EXERCISE GOAL:
For the material below, output exactly the span from the line with "object: woman's ear" to the line with "object: dirt ground", including both, and nothing besides.

=== Begin Enclosure ===

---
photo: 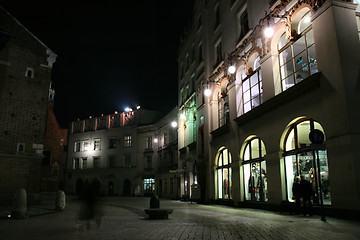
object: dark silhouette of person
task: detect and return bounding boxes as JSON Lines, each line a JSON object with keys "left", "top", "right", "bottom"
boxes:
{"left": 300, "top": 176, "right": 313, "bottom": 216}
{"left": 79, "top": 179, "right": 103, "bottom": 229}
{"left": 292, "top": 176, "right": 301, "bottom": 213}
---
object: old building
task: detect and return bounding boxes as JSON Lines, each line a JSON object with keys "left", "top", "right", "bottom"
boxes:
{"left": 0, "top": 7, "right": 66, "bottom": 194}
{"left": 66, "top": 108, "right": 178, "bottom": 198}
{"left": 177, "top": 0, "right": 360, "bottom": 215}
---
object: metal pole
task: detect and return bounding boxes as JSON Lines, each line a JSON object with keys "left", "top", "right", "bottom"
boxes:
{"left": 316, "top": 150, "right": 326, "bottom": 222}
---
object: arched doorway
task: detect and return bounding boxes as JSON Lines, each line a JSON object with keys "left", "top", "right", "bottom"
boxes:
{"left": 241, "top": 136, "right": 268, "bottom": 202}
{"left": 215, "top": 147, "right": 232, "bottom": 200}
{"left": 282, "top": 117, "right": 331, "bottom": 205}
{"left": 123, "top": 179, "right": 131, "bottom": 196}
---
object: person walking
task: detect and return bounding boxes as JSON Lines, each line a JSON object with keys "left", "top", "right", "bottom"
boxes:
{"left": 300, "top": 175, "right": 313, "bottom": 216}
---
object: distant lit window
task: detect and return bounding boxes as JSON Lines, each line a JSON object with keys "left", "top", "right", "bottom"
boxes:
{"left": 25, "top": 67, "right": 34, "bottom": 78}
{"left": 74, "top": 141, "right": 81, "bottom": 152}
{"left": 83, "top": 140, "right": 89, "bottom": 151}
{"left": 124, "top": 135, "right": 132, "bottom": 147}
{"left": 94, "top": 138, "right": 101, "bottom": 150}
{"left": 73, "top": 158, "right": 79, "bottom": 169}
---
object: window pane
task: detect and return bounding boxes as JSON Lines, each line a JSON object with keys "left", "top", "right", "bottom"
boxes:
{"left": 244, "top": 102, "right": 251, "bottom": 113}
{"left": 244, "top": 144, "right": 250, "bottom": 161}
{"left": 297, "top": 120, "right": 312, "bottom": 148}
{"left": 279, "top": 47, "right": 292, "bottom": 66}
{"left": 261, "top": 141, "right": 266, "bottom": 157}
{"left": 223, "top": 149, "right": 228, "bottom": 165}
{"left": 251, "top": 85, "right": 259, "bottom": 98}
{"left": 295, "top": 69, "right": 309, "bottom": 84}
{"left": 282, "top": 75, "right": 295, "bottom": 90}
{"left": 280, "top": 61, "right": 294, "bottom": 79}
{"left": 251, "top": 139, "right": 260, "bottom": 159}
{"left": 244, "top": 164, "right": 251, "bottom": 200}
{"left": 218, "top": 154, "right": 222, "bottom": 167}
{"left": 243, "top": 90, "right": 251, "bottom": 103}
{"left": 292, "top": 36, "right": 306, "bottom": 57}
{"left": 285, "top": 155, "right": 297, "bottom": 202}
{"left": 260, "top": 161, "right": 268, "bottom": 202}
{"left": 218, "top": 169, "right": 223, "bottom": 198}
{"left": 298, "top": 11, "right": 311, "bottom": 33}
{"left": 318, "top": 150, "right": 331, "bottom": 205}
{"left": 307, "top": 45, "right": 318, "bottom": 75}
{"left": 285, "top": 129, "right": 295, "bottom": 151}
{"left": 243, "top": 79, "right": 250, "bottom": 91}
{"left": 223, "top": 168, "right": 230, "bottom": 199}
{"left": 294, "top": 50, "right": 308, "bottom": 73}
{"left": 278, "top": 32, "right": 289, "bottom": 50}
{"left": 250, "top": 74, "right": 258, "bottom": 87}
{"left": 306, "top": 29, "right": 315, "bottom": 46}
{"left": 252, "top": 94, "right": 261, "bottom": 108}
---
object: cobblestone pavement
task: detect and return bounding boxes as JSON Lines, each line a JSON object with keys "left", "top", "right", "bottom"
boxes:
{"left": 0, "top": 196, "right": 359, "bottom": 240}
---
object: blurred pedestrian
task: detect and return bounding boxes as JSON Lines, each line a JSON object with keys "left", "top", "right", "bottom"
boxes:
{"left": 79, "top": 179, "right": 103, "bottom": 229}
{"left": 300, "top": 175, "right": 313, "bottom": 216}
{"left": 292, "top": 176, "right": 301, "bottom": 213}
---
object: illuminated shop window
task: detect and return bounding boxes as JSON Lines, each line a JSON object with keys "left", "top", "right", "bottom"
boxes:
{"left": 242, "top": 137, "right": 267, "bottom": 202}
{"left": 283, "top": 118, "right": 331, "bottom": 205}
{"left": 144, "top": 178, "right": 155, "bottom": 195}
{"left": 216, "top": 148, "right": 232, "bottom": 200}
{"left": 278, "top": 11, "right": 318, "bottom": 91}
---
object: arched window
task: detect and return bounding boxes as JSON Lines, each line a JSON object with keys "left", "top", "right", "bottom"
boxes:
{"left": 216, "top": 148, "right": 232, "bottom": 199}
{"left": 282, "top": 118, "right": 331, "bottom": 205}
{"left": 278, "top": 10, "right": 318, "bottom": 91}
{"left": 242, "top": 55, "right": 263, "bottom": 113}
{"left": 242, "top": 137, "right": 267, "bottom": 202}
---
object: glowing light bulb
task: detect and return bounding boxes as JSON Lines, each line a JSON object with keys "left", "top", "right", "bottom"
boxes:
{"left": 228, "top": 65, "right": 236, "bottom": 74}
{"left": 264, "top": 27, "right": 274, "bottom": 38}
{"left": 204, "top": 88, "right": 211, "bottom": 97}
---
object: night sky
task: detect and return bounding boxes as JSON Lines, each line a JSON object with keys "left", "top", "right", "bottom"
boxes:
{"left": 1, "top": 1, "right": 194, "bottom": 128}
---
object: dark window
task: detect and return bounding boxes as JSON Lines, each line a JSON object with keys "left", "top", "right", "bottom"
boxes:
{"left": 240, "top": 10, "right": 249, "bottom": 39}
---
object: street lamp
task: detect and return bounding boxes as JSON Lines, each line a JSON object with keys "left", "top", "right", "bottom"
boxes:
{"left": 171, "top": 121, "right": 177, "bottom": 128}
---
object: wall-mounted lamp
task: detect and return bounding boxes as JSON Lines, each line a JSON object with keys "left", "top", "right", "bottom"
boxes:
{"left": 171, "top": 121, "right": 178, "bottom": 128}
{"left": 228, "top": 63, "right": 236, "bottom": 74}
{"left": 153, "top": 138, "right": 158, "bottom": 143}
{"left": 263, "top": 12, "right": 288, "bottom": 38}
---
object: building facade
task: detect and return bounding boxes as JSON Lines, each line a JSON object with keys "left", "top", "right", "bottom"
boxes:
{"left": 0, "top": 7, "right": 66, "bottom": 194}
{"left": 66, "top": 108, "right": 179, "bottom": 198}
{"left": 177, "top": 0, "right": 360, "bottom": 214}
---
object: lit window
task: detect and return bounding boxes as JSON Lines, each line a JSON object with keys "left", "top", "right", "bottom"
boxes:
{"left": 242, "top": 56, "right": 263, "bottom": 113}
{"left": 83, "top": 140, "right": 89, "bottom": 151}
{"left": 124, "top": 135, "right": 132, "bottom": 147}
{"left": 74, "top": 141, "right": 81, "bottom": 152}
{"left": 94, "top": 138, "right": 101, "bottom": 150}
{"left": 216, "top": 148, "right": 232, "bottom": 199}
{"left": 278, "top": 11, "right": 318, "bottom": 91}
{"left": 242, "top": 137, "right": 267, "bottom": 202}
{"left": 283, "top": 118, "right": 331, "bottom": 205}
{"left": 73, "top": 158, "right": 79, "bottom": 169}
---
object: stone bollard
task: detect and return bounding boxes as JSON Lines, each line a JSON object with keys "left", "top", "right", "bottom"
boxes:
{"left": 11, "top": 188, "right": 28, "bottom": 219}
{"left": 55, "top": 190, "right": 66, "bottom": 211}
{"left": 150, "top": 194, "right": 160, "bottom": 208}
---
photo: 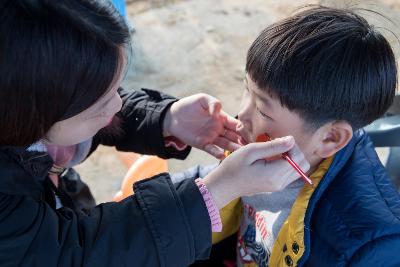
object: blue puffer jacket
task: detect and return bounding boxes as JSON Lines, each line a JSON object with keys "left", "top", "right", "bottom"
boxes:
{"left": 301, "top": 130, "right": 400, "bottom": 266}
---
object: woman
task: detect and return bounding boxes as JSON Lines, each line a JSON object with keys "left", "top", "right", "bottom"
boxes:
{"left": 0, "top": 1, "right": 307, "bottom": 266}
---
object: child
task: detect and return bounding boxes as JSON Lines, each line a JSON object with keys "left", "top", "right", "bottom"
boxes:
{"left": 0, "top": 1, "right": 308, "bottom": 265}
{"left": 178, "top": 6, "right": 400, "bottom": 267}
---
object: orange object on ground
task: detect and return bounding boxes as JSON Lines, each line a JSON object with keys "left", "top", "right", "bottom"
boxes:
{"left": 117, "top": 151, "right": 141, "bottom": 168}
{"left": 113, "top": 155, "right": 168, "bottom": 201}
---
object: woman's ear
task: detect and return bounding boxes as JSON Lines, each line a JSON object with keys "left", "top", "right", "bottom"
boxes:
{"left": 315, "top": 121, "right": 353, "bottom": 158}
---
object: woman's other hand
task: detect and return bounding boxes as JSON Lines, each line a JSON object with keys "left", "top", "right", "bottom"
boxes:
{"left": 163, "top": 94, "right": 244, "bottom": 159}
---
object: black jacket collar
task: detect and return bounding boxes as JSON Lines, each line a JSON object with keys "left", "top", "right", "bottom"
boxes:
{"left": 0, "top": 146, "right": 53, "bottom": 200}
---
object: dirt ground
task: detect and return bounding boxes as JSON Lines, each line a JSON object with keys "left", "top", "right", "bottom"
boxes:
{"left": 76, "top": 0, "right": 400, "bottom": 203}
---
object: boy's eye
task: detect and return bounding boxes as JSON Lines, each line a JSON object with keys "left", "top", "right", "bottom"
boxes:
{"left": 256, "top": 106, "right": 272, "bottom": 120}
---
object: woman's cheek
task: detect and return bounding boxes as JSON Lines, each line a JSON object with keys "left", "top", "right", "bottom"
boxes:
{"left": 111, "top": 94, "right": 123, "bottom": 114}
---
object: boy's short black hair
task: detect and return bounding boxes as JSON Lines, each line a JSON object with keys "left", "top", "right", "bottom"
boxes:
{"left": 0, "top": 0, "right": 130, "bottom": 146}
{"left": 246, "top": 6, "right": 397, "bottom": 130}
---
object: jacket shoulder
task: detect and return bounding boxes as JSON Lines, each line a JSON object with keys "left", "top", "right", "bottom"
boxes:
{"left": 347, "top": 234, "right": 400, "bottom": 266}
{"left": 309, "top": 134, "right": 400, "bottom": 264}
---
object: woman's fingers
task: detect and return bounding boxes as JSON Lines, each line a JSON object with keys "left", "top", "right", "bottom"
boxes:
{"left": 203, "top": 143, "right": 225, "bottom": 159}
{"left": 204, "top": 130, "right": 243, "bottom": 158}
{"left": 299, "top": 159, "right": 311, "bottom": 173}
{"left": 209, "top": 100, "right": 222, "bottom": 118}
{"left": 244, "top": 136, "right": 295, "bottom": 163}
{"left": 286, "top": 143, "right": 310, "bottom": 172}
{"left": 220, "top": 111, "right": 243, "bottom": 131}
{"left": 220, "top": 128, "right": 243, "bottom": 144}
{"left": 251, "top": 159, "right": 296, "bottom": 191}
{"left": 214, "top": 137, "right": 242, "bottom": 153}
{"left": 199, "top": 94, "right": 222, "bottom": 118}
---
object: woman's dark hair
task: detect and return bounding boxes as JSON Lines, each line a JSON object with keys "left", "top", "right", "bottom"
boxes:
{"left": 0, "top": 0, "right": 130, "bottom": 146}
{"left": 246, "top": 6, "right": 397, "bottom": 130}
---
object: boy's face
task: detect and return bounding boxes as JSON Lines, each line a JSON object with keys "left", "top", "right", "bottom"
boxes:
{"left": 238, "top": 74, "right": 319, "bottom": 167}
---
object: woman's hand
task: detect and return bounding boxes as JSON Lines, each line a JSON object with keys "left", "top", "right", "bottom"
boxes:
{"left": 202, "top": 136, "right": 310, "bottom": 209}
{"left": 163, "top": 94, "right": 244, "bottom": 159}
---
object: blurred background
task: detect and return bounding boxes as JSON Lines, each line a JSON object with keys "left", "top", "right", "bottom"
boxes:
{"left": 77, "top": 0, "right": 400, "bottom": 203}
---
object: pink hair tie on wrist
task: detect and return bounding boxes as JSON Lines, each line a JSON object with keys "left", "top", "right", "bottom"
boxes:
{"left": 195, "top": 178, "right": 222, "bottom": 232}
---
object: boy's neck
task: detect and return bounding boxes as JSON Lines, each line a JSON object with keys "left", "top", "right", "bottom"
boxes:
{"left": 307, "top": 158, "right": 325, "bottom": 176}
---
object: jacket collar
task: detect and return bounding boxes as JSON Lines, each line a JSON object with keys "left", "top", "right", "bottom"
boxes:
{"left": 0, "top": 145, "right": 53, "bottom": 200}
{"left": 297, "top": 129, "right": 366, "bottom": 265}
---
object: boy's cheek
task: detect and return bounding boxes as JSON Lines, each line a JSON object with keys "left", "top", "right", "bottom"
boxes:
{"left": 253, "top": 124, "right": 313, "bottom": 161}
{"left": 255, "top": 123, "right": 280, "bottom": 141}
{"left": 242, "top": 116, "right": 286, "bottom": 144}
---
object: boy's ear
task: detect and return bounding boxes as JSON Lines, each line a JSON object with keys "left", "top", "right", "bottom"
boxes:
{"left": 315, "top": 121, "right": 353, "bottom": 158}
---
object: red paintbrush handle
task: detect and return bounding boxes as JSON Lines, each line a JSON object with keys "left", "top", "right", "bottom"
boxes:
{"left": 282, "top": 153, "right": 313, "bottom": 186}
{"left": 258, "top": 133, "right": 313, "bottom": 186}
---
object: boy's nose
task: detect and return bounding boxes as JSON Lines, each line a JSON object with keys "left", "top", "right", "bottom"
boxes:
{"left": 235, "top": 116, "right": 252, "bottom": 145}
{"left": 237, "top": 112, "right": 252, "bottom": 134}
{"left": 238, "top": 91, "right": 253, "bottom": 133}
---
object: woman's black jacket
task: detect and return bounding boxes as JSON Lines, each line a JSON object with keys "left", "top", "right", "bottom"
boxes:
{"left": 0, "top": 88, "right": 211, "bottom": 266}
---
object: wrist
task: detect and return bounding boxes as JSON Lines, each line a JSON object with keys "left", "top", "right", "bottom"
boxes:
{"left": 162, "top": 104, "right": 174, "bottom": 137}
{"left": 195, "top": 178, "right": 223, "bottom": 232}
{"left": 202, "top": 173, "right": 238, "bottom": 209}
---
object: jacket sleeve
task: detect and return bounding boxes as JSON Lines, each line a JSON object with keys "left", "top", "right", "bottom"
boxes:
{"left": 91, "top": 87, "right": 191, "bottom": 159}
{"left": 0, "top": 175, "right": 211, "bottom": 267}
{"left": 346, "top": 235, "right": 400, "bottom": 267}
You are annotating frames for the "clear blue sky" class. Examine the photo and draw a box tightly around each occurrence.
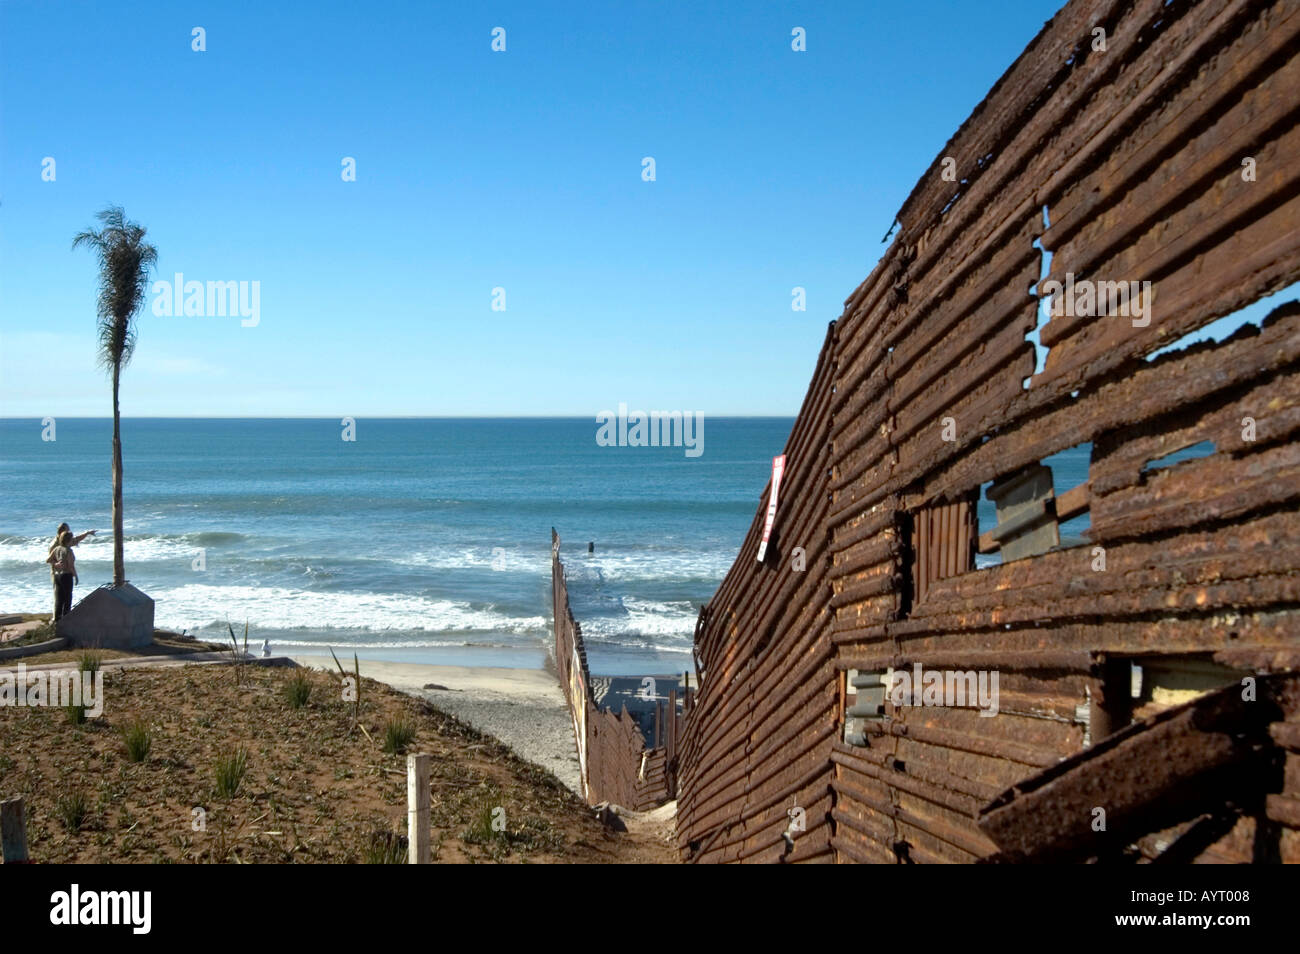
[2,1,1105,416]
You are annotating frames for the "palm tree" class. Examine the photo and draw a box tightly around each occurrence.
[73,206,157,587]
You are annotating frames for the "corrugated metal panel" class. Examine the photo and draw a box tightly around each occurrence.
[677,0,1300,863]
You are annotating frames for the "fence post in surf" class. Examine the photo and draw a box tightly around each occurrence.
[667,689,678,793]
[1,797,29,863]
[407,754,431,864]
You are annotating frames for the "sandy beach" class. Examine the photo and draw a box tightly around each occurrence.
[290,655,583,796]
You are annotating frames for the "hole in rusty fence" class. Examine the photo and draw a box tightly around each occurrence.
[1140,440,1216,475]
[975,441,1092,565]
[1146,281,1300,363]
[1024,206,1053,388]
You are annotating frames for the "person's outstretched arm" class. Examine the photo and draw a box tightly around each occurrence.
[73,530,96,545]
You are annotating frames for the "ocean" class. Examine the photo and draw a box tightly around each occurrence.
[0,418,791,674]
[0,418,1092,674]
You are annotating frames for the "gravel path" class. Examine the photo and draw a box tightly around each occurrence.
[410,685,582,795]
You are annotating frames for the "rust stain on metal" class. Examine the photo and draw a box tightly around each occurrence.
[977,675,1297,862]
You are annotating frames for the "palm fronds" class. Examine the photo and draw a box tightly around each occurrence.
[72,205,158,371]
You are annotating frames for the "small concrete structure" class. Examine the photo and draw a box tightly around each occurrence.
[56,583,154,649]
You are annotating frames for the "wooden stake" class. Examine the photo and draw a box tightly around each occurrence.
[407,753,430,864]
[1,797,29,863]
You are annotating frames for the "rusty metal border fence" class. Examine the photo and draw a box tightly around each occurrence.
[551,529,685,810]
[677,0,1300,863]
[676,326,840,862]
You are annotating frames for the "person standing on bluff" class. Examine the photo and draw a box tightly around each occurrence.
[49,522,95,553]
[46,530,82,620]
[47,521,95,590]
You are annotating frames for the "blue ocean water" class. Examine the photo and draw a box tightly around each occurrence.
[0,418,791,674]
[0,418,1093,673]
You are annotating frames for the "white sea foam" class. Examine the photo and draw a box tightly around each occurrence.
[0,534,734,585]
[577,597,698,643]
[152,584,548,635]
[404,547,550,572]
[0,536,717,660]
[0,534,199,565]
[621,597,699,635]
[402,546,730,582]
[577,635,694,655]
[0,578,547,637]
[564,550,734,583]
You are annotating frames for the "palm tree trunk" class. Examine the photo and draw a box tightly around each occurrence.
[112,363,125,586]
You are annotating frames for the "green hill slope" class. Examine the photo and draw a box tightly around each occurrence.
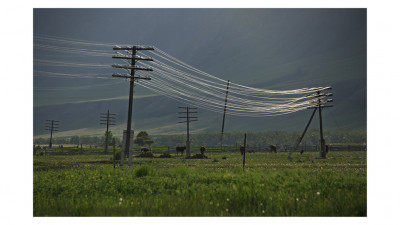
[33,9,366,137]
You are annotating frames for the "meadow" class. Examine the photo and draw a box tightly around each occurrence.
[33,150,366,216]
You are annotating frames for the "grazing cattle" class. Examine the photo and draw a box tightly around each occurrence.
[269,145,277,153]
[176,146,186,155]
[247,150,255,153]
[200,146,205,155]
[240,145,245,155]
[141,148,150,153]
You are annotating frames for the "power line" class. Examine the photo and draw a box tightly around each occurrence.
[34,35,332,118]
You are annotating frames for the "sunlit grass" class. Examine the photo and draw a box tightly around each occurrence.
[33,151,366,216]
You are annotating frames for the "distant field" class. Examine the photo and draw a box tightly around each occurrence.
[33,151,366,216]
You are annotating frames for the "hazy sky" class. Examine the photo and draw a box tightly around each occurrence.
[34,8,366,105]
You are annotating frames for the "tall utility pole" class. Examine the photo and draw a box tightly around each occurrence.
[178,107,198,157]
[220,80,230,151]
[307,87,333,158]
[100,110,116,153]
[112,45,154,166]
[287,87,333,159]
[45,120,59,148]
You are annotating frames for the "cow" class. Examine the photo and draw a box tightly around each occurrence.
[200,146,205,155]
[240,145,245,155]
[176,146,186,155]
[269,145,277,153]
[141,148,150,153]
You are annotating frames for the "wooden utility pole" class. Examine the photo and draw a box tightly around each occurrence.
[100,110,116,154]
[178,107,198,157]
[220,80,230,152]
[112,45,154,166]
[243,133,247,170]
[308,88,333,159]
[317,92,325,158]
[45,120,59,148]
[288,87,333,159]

=== End Enclosure ===

RESPONSE:
object: woman's ear
task: detect and return bounding boxes as JSON Lines, each line a JSON object with keys "left", "top", "right", "bottom"
boxes:
{"left": 315, "top": 121, "right": 353, "bottom": 158}
---
object: woman's other hand
task: detect and return bounding boxes as JSON Lines, each line a JSON object with keys "left", "top", "right", "bottom"
boxes:
{"left": 163, "top": 94, "right": 244, "bottom": 159}
---
object: black jacket collar
task: detect and return bounding boxes as JSON Lines, each line a JSON object with keys "left", "top", "right", "bottom"
boxes:
{"left": 0, "top": 146, "right": 53, "bottom": 200}
---
object: dirt ground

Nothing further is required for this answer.